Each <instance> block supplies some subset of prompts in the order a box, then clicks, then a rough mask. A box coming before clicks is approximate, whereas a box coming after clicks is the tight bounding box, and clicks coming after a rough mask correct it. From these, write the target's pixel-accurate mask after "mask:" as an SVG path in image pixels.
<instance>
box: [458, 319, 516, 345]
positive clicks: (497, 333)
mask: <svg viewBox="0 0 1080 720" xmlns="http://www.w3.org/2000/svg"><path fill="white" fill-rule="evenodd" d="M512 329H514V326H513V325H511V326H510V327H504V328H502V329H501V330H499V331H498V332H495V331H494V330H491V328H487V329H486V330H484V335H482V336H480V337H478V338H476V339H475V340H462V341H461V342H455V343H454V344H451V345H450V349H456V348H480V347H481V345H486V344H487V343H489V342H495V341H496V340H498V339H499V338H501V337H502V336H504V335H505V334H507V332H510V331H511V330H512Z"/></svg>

- Exercise requirements
Can you give these data again with every "clicks" changed to "points" and everything else left the same?

- Written answer
Each <instance> block supplies some subset of prompts in the order a box, then points, then a rough mask. A box coming before points is approximate, whereas a box coming after points is the tight bounding box, and points coming after a rough mask correct it. From these, write the target's pixel-accurate mask after "mask:" as an SVG path in image pixels.
<instance>
box: [458, 319, 516, 345]
positive points: (497, 333)
mask: <svg viewBox="0 0 1080 720" xmlns="http://www.w3.org/2000/svg"><path fill="white" fill-rule="evenodd" d="M512 329H514V326H513V325H511V326H510V327H504V328H502V329H501V330H499V331H498V332H495V331H494V330H491V328H487V329H486V330H484V335H482V336H480V337H478V338H476V339H475V340H462V341H461V342H455V343H454V344H451V345H450V349H456V348H480V347H481V345H486V344H487V343H489V342H495V341H496V340H498V339H499V338H501V337H502V336H504V335H505V334H507V332H510V331H511V330H512Z"/></svg>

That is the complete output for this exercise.